» **Request**
Write out every line of the records below as a JSON list of strings, one string per line, with blank lines and the pictures left out.

%%

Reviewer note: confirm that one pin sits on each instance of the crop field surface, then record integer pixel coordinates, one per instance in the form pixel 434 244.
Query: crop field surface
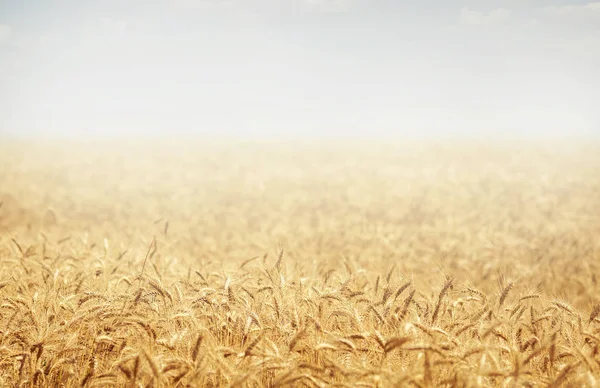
pixel 163 263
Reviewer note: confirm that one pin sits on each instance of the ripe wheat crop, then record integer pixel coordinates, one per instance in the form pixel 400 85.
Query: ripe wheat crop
pixel 158 264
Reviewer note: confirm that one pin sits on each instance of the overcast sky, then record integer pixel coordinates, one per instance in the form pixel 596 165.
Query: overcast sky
pixel 299 66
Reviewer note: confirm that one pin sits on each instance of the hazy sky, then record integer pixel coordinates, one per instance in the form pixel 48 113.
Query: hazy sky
pixel 299 66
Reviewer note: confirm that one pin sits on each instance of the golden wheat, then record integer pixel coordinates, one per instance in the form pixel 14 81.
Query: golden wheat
pixel 256 264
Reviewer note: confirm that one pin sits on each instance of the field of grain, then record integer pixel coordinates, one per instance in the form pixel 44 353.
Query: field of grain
pixel 181 263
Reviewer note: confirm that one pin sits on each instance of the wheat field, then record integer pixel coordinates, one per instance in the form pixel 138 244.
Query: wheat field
pixel 162 263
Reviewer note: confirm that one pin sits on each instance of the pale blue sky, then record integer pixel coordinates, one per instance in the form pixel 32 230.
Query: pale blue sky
pixel 299 66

%%

» **Full solution**
[
  "Reviewer note: confirm that one pin sits on each instance of the crop field surface, then record integer pixel coordinates, one per instance in the form pixel 434 244.",
  "Query: crop field surface",
  "pixel 163 263",
  "Reviewer note: confirm that one pin sits on each instance of the ripe wheat crop, then record integer pixel coordinates, one per instance in the form pixel 400 85.",
  "Query: ripe wheat crop",
  "pixel 158 264",
  "Reviewer note: confirm that one pin sits on each instance of the overcast sky, then record integer pixel coordinates, one per instance in the form pixel 596 165.",
  "Query: overcast sky",
  "pixel 299 66",
  "Reviewer note: confirm that one pin sits on each instance of the hazy sky, then record integer pixel coordinates, one per instance in the form pixel 48 113.",
  "Query: hazy sky",
  "pixel 299 66",
  "Reviewer note: confirm that one pin sits on each instance of the golden wheat, then record integer pixel coordinates, one per instance in the form pixel 14 81.",
  "Query: golden wheat",
  "pixel 256 264",
  "Reviewer note: confirm that one pin sits on each instance of the field of grain, then record integer pixel coordinates, one per instance in the form pixel 44 353.",
  "Query: field of grain",
  "pixel 181 263",
  "Reviewer note: confirm that one pin sits on each instance of the wheat field, then record integer pixel coordinates, one per instance in the form pixel 138 244.",
  "Query: wheat field",
  "pixel 162 263",
  "Reviewer note: confirm that one pin sits on each instance of the pale blue sky, then record integer pixel coordinates, one per instance in the form pixel 32 230.",
  "Query: pale blue sky",
  "pixel 299 66"
]